- Passage extrait:
La disponibilité de l’électricité ne semble plus être une évidence. Les comportements doivent changer pour que cette ressource soit gérée de manière plus durable. Un entretien avec Sebastian Berger, collaborateur scientifique à l'Institut pour l'organisation et le personnel de l'Université de Berne.


Sebastian Berger, «notre côté flemmard», qu’est-ce pour vous ?

C’est une expression populaire pour désigner notre manque de volonté. Il résulte toujours d’un conflit entre les objectifs à court terme et les objectifs à long terme. Nous avons en effet tendance à poursuivre les premiers et à négliger les seconds. On rencontre ce comportement dans de nombreux domaines de la vie, par exemple lorsqu’il faut faire un choix entre consommer et épargner, ou entre aller faire du jogging et se relaxer sur le canapé. Dans le domaine de la protection du climat, il existe aussi un tel conflit d’objectifs: comment pouvons nous poursuivre les développements économiques et sociaux à court terme tout en vivant dans les limites de notre planète avec un climat stable et une biosphère intacte?

Pourquoi n’agissons-nous pas toujours de manière optimale, en dépit du bon sens ?

Relevés de placement des points
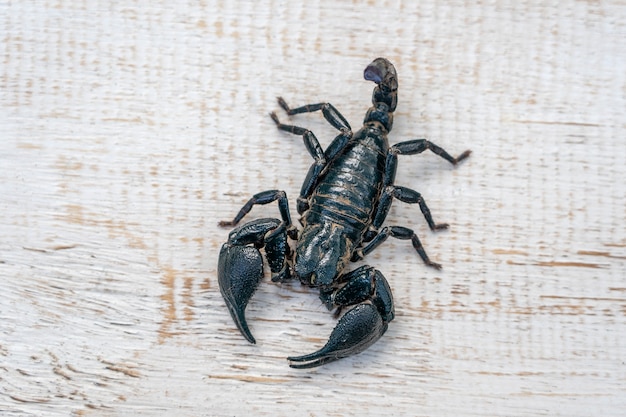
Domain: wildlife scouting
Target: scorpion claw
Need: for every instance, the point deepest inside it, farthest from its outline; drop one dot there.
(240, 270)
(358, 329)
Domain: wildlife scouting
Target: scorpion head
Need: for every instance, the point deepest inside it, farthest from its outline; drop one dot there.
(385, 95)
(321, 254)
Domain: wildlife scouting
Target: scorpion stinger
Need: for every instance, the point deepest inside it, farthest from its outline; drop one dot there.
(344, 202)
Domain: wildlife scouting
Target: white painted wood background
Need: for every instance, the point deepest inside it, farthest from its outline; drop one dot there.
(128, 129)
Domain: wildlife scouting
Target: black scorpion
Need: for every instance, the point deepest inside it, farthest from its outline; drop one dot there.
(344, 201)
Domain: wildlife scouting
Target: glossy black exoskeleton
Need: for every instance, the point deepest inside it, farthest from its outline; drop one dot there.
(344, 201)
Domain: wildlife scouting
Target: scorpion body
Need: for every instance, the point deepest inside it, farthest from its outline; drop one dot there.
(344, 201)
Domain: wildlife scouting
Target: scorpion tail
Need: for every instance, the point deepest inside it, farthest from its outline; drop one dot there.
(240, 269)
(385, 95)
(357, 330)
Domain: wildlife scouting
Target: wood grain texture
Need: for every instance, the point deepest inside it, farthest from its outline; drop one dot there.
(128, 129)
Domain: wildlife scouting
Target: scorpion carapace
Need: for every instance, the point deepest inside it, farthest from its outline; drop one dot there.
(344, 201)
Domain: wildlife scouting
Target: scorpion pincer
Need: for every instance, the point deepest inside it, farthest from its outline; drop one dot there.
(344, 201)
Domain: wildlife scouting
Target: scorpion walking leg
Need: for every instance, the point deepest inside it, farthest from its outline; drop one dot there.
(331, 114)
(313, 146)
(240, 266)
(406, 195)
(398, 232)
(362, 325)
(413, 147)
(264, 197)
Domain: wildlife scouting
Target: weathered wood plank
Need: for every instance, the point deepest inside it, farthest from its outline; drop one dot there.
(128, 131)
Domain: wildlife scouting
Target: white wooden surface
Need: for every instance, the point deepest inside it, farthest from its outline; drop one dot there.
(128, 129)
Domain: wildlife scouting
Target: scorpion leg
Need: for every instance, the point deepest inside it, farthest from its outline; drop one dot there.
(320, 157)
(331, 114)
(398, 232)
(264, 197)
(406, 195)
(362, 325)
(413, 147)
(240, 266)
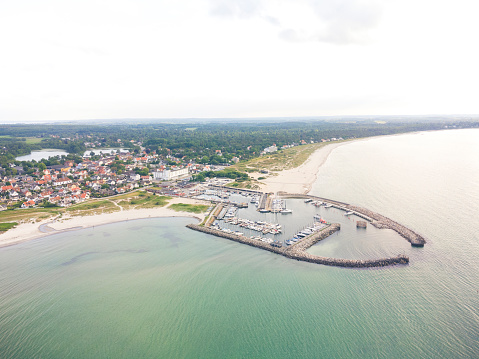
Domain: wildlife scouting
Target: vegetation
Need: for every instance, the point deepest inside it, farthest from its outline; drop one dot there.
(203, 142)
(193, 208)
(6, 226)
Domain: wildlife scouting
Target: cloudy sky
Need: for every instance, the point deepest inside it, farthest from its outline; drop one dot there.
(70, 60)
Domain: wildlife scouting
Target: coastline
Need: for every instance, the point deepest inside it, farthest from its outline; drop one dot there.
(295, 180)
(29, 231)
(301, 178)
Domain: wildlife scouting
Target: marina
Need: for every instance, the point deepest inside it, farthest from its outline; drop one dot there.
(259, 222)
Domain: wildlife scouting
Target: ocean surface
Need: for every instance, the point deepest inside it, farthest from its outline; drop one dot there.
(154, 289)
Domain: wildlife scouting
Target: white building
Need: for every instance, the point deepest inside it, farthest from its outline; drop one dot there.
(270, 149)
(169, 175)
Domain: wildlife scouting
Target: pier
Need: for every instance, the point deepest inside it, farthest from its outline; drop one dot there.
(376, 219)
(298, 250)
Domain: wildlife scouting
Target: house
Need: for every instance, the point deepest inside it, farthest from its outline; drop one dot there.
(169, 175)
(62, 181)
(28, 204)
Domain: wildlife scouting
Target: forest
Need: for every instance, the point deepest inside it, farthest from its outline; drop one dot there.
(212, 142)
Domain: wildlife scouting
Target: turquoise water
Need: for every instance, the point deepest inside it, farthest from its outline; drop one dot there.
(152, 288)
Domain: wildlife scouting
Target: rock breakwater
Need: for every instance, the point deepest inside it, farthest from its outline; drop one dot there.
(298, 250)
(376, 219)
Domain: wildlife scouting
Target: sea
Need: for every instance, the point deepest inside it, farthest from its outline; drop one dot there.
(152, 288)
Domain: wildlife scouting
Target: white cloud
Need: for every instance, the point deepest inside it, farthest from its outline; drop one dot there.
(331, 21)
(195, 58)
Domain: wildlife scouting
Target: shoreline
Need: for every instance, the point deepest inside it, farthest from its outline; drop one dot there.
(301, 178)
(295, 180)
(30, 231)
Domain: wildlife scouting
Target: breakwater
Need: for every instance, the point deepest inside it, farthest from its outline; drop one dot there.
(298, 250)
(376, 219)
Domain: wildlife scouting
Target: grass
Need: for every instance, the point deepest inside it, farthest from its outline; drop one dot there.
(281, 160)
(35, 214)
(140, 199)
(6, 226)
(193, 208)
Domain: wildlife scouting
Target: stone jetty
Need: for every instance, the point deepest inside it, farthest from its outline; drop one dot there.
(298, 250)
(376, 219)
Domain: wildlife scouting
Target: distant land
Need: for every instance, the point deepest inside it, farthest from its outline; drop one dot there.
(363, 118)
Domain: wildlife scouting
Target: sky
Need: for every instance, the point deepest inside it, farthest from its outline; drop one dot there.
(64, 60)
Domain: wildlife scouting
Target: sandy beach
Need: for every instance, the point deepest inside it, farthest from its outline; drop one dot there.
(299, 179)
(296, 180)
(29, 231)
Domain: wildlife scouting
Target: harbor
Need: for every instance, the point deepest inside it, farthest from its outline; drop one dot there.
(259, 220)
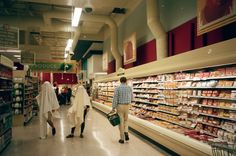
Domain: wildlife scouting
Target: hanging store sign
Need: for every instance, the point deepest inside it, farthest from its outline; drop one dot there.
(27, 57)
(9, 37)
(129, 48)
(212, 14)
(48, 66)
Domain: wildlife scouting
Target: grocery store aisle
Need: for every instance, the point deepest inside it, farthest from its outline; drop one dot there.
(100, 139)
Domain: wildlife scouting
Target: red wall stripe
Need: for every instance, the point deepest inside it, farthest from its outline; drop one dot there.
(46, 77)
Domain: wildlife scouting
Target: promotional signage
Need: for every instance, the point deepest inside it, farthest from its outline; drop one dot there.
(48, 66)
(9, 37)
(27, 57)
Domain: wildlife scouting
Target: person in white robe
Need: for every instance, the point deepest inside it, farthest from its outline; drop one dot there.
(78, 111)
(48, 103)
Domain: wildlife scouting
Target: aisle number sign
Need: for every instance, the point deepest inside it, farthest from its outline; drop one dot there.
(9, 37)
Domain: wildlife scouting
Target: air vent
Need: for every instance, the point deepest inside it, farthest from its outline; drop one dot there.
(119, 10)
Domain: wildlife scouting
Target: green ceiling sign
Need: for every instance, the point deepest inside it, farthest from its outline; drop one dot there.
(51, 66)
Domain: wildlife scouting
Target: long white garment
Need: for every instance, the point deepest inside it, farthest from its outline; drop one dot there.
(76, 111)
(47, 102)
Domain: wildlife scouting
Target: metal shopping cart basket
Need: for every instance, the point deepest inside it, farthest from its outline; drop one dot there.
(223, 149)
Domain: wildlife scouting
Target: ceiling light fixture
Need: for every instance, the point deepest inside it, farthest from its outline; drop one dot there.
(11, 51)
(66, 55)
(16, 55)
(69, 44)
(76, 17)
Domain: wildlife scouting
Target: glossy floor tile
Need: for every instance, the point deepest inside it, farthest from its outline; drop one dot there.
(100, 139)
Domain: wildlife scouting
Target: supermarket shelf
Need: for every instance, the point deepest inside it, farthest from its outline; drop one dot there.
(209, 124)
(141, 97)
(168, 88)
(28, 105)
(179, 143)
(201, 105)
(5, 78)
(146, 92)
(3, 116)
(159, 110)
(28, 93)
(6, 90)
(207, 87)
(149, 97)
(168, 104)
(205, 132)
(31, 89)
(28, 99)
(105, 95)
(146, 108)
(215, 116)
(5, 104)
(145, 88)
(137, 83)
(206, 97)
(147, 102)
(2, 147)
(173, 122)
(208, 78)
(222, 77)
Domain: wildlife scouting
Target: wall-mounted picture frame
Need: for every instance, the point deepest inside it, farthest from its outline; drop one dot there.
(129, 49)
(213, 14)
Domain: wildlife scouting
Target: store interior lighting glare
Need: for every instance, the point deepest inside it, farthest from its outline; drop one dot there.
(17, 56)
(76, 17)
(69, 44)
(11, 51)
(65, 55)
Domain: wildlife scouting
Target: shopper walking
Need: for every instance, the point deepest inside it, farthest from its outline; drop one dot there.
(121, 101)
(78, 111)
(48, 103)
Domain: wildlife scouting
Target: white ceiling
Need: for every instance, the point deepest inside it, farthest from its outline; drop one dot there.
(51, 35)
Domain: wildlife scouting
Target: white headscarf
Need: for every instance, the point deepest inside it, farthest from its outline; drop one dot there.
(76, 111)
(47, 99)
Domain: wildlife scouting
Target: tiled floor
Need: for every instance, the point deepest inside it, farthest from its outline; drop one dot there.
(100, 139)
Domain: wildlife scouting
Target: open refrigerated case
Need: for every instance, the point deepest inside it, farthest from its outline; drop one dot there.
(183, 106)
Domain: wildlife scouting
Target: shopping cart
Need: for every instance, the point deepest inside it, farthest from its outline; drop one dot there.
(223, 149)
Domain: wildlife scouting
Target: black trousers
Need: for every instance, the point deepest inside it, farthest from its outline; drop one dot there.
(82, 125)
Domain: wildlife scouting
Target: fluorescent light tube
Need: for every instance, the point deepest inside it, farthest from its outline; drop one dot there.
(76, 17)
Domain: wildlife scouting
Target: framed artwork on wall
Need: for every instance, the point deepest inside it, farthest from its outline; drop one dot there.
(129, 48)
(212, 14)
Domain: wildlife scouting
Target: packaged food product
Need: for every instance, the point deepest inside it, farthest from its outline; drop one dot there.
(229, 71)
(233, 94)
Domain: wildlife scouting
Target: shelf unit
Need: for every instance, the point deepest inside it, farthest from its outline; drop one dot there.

- Consignes de travail:
(A) Imprimez sans rien modifier le morceau de l'entretien qui débute aux mots "C’est une expression" et s'arrête après les mots "une biosphère intacte?".
(B) Dans l'entretien, que trouve-t-on sur les points suivants ?
(i) Dans quel institut Sebastian Berger est-il collaborateur scientifique ?
(ii) De quel conflit résulte toujours notre manque de volonté ?
(iii) Quel choix lié à l'argent est cité en exemple de ce comportement ?

- Réponses complètes:
(A)
C’est une expression populaire pour désigner notre manque de volonté. Il résulte toujours d’un conflit entre les objectifs à court terme et les objectifs à long terme. Nous avons en effet tendance à poursuivre les premiers et à négliger les seconds. On rencontre ce comportement dans de nombreux domaines de la vie, par exemple lorsqu’il faut faire un choix entre consommer et épargner, ou entre aller faire du jogging et se relaxer sur le canapé. Dans le domaine de la protection du climat, il existe aussi un tel conflit d’objectifs: comment pouvons nous poursuivre les développements économiques et sociaux à court terme tout en vivant dans les limites de notre planète avec un climat stable et une biosphère intacte?

(B)
(i) À l'Institut pour l'organisation et le personnel de l'Université de Berne.
(ii) D'un conflit entre les objectifs à court terme et les objectifs à long terme.
(iii) Le choix entre consommer et épargner.